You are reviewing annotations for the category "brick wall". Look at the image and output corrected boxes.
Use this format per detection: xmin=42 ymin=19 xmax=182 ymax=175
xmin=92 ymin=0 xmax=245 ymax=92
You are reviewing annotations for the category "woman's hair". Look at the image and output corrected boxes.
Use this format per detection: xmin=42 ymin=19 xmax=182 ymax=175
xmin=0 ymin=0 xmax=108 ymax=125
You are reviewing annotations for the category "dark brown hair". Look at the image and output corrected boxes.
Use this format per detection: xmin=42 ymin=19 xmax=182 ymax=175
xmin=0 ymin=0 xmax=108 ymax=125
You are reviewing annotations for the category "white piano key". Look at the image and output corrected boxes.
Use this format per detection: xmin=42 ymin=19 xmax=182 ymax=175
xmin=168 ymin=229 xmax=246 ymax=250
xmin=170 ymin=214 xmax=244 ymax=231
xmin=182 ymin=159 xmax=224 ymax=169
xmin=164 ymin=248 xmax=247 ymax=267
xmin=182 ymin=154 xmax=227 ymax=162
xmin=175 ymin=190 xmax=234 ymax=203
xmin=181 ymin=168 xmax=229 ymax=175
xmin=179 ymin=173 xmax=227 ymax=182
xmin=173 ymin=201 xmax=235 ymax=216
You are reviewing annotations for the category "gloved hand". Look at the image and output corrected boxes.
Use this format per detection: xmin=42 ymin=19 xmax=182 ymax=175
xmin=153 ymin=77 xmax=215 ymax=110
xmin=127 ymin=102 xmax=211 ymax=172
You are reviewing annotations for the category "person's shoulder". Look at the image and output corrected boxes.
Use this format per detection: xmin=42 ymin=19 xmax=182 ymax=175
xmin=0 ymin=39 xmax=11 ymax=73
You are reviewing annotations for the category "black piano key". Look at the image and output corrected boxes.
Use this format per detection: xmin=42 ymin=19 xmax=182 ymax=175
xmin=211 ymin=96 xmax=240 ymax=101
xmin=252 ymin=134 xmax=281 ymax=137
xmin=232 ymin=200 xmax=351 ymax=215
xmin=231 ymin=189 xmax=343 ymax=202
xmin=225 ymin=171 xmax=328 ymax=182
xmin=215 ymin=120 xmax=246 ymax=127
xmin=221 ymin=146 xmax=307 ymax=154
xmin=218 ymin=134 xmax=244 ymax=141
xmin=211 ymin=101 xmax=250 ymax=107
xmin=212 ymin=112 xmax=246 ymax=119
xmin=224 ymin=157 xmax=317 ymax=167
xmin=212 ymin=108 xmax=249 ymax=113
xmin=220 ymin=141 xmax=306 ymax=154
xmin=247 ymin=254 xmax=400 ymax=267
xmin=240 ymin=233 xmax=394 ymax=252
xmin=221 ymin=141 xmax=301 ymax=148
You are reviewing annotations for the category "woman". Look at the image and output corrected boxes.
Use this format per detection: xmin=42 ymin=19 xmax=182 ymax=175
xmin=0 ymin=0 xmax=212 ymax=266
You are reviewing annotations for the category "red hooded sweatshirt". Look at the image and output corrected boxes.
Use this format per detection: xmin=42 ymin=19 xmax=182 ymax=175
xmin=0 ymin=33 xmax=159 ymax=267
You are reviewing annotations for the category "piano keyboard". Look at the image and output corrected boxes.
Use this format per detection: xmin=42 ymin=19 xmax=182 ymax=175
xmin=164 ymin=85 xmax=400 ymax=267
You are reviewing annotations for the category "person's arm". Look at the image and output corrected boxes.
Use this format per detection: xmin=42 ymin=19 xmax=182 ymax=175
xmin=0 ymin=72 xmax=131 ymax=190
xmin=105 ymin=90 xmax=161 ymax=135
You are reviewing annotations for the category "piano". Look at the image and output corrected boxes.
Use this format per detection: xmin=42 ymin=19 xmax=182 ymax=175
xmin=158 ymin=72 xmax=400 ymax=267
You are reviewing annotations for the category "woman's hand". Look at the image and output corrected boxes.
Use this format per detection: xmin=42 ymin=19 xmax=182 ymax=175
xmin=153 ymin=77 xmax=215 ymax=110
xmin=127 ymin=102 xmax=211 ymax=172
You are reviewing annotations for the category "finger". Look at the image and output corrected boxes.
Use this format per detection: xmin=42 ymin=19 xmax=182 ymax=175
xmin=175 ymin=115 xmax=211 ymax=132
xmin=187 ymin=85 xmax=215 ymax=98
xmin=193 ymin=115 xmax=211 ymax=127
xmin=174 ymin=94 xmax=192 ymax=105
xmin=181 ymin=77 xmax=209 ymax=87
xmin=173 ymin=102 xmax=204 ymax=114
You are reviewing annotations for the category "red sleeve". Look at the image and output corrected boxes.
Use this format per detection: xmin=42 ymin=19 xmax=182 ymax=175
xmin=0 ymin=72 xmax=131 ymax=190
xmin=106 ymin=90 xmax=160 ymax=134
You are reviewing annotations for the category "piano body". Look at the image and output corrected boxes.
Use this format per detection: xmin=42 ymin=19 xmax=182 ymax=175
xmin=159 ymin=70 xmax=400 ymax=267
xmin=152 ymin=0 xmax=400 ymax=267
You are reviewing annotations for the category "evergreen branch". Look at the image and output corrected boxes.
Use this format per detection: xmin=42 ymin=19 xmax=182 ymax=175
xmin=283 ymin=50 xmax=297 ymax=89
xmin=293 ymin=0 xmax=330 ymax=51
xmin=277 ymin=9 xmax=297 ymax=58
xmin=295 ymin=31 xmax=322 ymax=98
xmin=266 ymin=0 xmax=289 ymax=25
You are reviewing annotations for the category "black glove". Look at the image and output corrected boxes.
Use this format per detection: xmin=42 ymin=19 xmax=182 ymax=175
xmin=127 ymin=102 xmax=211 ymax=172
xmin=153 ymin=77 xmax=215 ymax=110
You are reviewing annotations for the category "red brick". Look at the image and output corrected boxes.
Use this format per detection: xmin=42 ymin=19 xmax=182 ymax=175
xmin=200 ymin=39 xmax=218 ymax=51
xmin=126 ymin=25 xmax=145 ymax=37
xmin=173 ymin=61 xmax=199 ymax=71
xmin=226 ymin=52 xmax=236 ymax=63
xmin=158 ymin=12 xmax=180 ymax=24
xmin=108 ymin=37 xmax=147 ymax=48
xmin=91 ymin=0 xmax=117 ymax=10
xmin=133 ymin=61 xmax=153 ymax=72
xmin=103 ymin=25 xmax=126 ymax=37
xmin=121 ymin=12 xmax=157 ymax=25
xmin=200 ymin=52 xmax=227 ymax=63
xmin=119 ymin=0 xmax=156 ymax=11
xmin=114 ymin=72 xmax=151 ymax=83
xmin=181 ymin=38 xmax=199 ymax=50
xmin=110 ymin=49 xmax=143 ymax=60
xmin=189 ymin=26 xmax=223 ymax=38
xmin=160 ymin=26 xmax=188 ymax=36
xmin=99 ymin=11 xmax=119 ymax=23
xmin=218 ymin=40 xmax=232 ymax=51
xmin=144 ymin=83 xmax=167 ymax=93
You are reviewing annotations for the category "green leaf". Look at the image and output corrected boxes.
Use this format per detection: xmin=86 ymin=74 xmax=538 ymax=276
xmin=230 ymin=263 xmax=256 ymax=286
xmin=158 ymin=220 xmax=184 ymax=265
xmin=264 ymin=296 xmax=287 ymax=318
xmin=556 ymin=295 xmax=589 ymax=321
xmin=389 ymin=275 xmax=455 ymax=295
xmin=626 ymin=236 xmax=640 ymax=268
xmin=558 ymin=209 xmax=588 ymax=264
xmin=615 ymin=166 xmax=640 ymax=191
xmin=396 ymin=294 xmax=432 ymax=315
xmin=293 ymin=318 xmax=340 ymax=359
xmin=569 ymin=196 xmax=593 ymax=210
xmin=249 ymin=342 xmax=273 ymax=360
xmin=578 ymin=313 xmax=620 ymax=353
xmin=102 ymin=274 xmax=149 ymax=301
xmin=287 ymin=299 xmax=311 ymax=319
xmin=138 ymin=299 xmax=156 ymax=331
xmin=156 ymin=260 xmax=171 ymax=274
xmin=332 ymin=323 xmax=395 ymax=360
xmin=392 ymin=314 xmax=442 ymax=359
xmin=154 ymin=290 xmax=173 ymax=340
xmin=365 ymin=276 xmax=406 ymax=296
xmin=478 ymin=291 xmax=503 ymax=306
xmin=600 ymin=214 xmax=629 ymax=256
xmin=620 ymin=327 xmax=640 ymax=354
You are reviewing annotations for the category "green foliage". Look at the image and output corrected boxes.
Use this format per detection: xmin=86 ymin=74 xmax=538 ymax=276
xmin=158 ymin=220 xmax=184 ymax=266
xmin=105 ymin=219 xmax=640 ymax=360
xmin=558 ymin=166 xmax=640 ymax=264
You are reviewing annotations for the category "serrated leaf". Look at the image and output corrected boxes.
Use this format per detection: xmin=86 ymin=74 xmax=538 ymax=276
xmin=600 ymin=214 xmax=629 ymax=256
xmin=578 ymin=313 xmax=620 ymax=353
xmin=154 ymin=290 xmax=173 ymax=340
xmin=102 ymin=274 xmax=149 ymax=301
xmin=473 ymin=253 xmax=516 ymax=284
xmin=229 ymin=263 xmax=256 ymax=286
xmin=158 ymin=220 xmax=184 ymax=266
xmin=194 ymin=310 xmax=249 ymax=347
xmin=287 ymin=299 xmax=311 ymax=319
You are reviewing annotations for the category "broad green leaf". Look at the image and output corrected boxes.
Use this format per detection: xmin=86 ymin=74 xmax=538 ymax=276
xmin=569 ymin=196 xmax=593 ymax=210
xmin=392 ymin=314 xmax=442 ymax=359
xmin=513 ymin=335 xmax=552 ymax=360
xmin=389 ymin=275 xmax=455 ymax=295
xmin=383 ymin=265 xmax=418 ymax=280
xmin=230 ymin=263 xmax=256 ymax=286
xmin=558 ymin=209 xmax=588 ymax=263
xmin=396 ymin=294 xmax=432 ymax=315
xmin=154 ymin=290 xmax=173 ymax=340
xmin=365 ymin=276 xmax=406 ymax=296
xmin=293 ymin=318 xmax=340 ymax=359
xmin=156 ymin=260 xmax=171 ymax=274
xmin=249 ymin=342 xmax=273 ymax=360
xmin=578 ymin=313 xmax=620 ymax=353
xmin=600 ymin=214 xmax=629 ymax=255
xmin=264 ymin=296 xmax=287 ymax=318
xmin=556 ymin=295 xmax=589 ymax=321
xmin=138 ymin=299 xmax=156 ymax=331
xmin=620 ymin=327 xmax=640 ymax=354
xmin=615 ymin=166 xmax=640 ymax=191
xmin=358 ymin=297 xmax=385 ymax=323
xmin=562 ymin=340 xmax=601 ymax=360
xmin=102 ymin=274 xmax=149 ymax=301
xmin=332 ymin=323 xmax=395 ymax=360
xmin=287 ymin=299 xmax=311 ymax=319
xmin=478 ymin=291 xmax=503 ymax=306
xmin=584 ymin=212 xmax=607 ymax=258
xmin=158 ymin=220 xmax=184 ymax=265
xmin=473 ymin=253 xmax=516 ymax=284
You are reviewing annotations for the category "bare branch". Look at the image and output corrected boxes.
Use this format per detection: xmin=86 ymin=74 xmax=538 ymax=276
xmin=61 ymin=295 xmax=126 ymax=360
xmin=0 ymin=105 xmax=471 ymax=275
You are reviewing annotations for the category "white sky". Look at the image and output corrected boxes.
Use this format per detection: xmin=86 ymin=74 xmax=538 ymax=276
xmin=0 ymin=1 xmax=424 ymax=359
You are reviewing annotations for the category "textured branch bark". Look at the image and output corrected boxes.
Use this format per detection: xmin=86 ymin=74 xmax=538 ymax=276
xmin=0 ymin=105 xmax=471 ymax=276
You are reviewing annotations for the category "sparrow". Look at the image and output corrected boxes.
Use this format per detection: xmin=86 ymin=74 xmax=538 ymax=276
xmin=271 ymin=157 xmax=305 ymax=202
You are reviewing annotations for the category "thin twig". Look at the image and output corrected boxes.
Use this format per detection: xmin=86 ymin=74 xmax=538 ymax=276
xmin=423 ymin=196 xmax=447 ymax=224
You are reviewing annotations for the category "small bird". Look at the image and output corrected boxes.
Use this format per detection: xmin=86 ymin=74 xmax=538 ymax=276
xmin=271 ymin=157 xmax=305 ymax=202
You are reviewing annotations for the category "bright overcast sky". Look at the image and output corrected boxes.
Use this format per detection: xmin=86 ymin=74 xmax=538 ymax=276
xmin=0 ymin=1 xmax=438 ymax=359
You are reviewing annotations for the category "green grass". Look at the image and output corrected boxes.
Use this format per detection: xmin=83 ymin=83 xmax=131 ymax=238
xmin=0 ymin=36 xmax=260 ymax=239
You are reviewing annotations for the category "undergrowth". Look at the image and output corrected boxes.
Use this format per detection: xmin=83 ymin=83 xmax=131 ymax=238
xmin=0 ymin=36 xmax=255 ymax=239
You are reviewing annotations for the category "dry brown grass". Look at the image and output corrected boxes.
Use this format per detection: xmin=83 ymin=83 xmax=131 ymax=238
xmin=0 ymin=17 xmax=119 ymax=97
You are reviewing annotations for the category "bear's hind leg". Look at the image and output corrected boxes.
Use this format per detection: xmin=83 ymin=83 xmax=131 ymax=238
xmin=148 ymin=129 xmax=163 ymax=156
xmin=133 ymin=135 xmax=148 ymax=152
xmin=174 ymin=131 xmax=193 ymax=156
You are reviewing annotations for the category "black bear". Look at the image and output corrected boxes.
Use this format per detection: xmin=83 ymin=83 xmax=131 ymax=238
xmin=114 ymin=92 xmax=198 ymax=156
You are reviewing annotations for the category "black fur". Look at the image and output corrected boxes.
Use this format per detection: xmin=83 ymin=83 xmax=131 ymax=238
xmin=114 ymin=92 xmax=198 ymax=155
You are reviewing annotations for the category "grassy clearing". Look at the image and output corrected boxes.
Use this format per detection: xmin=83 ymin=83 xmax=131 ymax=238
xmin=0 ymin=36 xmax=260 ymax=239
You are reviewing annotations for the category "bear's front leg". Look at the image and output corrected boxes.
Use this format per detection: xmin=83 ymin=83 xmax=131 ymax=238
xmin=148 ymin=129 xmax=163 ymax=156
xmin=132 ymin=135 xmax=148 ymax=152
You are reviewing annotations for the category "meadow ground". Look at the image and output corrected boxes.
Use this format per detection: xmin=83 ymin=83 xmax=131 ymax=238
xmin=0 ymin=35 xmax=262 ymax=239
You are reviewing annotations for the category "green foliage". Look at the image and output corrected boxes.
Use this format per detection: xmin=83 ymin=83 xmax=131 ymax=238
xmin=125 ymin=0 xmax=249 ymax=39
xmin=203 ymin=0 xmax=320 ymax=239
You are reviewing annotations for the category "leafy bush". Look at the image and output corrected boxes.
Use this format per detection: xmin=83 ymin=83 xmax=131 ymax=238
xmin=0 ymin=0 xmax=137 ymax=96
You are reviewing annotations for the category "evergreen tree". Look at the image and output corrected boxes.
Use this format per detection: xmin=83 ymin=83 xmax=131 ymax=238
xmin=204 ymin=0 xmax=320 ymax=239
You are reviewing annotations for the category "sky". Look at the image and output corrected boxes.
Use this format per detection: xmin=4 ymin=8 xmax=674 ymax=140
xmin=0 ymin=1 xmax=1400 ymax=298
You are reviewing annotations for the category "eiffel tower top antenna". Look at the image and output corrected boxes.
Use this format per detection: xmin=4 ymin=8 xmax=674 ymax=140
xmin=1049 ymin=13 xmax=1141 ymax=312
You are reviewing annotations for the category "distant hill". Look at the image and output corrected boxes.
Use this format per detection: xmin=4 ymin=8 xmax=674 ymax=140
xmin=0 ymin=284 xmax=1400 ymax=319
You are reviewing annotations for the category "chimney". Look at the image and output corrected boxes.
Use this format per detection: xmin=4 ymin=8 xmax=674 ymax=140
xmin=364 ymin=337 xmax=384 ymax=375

Exercise details
Pick out every line of the data above that contains the word "brown", and copy each one. Case counts.

Output of the exercise
You are reviewing annotations for the category "dark brown hair". Look at the image and output corrected boxes.
You are reviewing annotations for the category "dry brown grass". Look at the image and output corrected boxes.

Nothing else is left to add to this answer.